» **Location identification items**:
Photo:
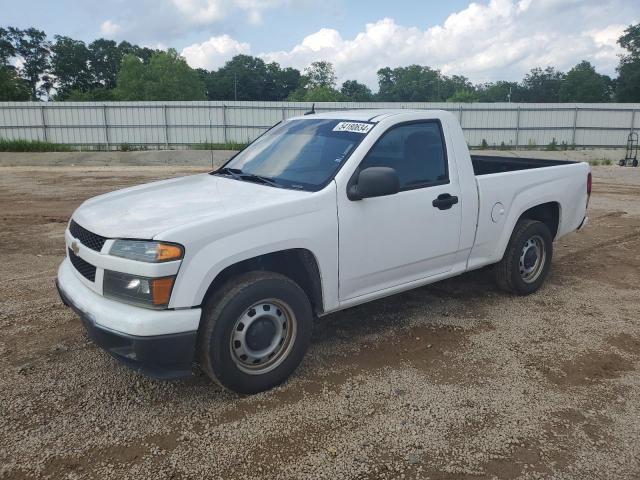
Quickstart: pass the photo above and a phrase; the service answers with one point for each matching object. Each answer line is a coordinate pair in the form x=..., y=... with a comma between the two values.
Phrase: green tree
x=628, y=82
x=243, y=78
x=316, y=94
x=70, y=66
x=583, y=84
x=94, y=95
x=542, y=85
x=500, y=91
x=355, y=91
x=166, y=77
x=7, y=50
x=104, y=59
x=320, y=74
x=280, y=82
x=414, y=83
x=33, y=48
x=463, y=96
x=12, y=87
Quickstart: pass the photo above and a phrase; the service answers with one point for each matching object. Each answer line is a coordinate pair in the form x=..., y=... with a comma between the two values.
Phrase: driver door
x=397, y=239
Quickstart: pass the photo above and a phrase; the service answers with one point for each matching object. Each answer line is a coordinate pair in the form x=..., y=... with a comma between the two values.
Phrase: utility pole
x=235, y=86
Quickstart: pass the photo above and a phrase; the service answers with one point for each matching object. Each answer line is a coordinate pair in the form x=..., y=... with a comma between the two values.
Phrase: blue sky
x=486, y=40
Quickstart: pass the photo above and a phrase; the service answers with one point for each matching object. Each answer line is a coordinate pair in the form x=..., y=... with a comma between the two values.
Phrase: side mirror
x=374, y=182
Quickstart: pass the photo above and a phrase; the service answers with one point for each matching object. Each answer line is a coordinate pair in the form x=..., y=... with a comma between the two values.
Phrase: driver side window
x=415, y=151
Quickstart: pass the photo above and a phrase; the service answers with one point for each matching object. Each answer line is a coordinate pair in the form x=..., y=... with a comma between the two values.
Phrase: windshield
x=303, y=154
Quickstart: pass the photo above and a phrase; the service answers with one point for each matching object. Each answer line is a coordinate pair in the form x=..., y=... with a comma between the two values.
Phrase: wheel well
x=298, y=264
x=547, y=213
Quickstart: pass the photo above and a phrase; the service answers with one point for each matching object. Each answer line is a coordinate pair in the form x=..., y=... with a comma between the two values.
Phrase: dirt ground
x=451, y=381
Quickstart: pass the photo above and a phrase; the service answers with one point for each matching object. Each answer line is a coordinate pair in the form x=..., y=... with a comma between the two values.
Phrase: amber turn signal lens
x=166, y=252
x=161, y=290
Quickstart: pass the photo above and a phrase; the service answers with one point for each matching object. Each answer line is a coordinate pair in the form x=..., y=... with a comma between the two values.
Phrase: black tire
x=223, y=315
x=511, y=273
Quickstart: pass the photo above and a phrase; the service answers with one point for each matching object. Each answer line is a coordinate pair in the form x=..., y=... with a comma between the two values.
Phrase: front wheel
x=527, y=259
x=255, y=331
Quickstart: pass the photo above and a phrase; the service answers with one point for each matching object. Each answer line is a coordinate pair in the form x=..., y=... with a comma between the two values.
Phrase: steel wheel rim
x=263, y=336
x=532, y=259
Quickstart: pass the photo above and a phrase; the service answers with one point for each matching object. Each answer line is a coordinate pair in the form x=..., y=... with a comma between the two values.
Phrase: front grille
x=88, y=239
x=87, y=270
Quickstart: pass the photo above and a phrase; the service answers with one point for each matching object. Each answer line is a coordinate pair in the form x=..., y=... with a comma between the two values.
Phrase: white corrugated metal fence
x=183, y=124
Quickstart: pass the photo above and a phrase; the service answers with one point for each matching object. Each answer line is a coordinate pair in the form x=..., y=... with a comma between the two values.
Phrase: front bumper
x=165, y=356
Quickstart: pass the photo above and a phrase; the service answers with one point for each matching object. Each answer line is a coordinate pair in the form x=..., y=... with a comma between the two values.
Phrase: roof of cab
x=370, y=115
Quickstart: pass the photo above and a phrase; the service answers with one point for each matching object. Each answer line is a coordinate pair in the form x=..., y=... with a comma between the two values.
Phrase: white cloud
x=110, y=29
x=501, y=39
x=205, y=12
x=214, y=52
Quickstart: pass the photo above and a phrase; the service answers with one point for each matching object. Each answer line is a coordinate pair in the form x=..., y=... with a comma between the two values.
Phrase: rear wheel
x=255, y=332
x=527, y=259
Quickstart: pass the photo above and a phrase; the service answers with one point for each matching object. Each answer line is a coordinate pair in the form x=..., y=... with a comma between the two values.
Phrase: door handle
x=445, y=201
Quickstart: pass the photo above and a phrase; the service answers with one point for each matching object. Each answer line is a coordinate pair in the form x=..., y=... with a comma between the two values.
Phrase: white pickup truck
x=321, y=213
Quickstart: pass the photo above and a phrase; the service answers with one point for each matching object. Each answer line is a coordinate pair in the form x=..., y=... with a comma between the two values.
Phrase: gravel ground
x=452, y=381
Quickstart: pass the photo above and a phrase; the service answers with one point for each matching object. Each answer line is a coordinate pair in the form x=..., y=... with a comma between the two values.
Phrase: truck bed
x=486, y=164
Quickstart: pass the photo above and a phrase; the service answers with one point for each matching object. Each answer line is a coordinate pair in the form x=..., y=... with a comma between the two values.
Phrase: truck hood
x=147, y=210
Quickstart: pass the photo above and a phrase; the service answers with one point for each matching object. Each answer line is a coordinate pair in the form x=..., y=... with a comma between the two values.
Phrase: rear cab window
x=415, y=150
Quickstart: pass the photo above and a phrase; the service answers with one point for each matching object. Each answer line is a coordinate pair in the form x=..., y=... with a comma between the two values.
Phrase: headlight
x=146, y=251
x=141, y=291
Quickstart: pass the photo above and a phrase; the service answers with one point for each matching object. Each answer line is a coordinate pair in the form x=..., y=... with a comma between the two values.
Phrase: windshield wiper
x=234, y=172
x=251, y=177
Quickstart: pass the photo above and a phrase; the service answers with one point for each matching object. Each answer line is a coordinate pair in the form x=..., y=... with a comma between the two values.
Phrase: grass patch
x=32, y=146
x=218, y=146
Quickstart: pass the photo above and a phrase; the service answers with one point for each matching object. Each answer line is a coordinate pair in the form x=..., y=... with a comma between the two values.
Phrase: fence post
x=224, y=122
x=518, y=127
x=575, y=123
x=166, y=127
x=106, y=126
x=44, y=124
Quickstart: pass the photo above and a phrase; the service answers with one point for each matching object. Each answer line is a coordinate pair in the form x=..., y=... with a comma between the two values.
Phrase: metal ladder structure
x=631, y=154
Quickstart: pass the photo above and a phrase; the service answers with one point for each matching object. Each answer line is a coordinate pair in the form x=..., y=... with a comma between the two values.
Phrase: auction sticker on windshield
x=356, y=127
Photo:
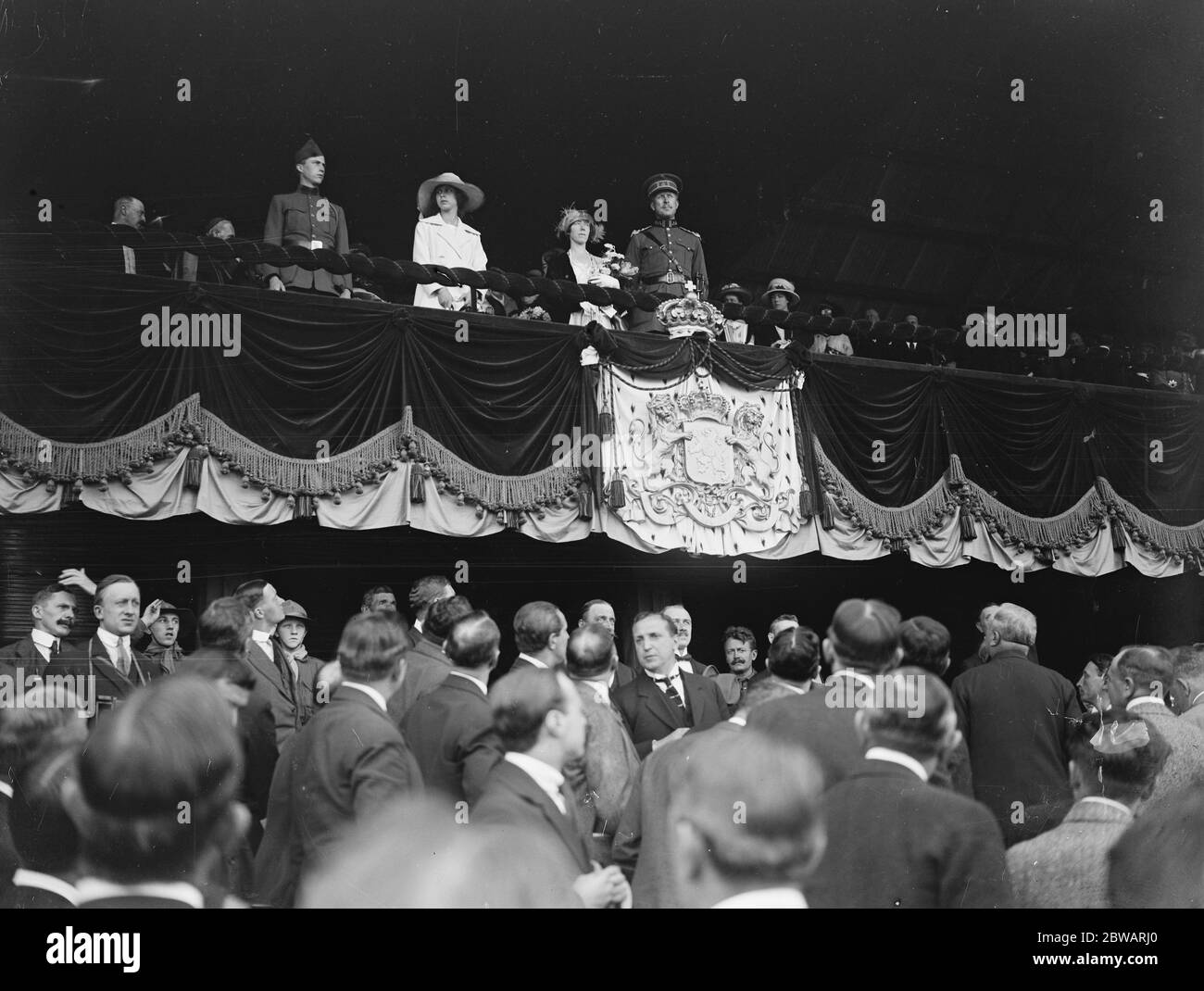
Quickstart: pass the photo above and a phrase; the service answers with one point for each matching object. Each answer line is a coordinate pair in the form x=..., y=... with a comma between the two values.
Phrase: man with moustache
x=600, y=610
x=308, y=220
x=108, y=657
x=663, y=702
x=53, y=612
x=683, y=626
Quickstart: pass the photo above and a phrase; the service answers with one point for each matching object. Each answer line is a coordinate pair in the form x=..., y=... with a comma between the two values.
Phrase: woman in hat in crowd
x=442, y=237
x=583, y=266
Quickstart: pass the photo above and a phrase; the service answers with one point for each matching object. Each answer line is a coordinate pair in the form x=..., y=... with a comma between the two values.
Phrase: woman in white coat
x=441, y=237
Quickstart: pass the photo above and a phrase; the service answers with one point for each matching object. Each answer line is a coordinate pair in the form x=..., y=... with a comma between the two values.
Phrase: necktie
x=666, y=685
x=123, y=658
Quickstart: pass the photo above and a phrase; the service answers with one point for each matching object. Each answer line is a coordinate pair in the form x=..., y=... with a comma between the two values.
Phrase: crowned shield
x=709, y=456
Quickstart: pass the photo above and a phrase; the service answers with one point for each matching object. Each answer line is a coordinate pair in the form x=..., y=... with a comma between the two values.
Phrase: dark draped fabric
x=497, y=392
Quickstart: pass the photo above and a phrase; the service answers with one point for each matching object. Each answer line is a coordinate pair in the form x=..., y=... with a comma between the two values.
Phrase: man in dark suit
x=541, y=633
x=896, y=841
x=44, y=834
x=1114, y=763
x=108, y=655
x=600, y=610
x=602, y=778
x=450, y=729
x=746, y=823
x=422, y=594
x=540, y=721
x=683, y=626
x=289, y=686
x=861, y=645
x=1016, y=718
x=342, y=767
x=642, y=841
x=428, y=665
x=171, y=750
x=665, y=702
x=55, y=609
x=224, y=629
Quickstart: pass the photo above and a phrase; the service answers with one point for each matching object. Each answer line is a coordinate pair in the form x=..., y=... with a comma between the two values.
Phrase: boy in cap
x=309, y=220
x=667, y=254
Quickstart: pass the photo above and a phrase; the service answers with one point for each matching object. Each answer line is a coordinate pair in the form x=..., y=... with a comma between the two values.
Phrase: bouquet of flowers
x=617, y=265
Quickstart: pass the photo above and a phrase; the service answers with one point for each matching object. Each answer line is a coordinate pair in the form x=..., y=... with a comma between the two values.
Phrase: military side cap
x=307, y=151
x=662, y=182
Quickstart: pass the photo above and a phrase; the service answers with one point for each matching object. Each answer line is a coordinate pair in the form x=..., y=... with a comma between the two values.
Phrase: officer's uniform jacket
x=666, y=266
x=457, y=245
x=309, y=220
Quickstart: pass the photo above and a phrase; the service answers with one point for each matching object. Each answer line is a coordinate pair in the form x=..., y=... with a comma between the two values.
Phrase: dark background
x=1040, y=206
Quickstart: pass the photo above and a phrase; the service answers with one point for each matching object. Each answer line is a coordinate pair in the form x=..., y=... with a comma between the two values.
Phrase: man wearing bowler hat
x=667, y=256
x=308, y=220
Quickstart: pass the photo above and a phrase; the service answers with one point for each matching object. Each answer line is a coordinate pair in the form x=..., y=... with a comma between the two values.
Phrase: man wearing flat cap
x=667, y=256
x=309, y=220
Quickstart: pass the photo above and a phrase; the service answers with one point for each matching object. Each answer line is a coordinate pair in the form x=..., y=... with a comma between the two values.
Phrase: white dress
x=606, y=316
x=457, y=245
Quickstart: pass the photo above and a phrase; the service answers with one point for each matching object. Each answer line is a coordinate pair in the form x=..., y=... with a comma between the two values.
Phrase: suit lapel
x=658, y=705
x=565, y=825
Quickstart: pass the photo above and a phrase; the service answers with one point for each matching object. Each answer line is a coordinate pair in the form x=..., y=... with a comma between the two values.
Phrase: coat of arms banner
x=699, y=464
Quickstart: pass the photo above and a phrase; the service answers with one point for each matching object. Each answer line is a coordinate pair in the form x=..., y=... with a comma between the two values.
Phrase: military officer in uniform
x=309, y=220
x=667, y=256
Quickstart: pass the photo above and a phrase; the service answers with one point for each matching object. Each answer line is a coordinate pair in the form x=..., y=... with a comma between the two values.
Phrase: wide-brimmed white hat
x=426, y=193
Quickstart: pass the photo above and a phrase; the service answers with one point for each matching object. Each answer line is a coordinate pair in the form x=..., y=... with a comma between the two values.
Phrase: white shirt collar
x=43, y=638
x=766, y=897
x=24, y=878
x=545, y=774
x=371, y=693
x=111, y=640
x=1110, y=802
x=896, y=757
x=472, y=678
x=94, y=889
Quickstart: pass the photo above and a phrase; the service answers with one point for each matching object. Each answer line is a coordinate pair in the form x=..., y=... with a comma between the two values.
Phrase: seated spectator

» **Given task**: Pull out every line of the records above that contains the word "front".

» **Result of this exercise**:
Phrase: front wheel
Phrase: front grille
Phrase: front bumper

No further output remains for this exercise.